Task details: Each entry below is to be extracted exactly.

Data records:
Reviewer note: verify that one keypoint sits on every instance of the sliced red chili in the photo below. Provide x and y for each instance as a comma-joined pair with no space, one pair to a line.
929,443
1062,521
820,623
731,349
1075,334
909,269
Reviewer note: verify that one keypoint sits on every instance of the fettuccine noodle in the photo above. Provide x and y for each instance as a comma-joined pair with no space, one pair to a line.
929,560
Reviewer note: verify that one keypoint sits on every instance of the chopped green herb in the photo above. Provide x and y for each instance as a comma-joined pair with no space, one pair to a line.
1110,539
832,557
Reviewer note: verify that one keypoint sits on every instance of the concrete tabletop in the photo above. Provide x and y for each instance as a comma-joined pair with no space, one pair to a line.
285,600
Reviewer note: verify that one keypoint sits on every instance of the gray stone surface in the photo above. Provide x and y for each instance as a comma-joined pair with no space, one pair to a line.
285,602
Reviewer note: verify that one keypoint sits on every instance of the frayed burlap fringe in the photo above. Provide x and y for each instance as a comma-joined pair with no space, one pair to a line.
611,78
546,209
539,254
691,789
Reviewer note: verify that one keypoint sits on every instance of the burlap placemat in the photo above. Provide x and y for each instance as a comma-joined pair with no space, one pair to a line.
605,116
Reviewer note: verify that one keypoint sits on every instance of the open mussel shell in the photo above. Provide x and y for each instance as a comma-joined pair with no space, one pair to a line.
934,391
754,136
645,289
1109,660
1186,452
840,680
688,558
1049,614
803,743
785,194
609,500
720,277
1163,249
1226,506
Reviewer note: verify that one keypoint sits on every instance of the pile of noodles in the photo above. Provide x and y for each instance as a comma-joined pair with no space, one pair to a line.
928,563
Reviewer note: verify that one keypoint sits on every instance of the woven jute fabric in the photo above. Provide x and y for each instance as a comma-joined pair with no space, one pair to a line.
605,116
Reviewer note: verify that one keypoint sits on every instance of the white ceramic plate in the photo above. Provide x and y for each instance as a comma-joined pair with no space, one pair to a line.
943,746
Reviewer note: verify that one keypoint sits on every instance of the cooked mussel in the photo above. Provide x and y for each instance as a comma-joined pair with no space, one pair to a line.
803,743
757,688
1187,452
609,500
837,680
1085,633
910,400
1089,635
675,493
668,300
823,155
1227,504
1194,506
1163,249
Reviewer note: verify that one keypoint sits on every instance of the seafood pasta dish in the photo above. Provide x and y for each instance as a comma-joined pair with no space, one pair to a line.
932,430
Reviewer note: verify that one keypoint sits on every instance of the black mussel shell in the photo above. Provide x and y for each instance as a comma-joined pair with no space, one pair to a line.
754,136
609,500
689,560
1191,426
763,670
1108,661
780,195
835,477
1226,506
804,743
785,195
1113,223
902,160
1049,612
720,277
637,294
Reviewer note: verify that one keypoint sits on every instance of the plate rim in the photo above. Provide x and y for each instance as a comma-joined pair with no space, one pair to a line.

Task result:
Reviewer note: verify that one keypoint sits on every instance of the sliced red chili in the photo below. Provide x and y for each instance as a comma-joined pair with no space, one pair to a line.
929,443
1062,521
820,623
731,349
1075,334
909,269
Reviewer note: verify that one keypoint sits on every instance of the fettuccine noodle in the photo above. Provide x and y for each instance as a comma-joined pair with no space, one pair to a line.
929,560
Reviewer note: verify that one keypoint sits on every instance of the chopped green herb in the photo above. Provide x and y for each instance as a comma-joined pair with no space, one pair to a line.
1110,539
832,557
Reviewer note: verify that one keypoint sits on every instance of the concrete tabletop in the photo above. Provide x and y for each instance as a comma-joined pair with no space, one pair to a line.
285,600
Reviewer note: verify that one keypoint sits on every instance of the gray stone surface in the photo above. Provide x and y for each instance as a comma-joined pair with no space, one pair to a line.
285,602
Reviewer note: verify that one keypoint sits on every instance of the frayed burlap fringe in the photo above. Provide x and y for each instance as a comma-joined pair with no space, one pair to a line.
611,78
546,209
539,254
691,789
Reviewer note: verify that one keypoint sits on every instance of the burlap placemat in the photo above. Provide x and y for each instance as a comma-joined pair with no space, one pair to a line.
605,116
Reviewer note: verify that one keypoint sits on every instance of the open mussel shell in the photo above. Provide x and y for each instance as a comma-joined pair with no space, one pair to a line.
934,391
754,136
645,289
1109,660
1186,452
840,680
688,558
1049,614
803,743
785,194
609,500
720,277
1163,249
1226,506
Reviewer note: verify that one keypoint sits on every instance of the pile of noodles in the photo above. Provide x and y for each instance as a comma-joined pair with no space, one pair to a line.
928,563
Reviewer note: verify that one keypoint sits on every instance of the woven jute fabric in the photo above. Provide x and y for each instance as a comma-joined pair with no space, one pair to a line.
605,116
Reviewer note: verify that one keypoint sits on every instance of the white ceramic plate in the photo above. Provide x and y for each instance as a comma-joined pair with no space, one pair to a line.
943,746
Reviewer note: verify that one keypoint sits on every instance of the cooked mussel in the photo above. Provide x and y for each instance as a comma-joined pair with no space, one pair to a line.
803,743
757,688
1187,452
609,500
837,680
1085,633
910,400
1089,635
675,493
668,300
823,155
1227,504
1194,506
1163,249
Reviewer note: verify that one keypoint sits on every instance of the seafood pasta dish in the photo above. Provide x and y for each instance as a comma-joined pair with no space, one pair to a line.
932,430
Reviewer note: verify that one keypoint sits on every instance of the black mussel shell in the photo above. Provide x and y for each instance as a comma-joined pair with no space, one pair to a line.
754,136
609,500
689,560
1191,426
763,670
1108,661
780,195
835,477
1226,506
804,743
785,195
1113,223
902,160
1049,612
720,277
637,294
Reviewer note: verify that one keypoint sits on every instance of the plate rim in the photo above. Provide x and y for each instance as a comma-joined pair with no space, one pair to a line.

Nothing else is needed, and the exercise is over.